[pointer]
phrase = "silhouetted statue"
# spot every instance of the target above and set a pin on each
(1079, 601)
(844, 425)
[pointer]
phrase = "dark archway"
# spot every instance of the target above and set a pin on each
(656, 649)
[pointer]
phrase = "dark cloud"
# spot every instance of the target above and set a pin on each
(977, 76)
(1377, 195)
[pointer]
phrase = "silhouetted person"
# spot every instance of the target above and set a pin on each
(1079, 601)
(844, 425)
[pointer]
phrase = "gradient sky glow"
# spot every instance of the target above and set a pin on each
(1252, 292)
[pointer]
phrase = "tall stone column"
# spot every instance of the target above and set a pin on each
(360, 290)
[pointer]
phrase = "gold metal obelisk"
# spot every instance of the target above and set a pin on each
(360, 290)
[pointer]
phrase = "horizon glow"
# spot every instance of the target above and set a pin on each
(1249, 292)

* [YOUR GOAL]:
On how many lines of the data does the word "phrase" appear? Only the number is wanted.

* [ANSWER BELOW]:
8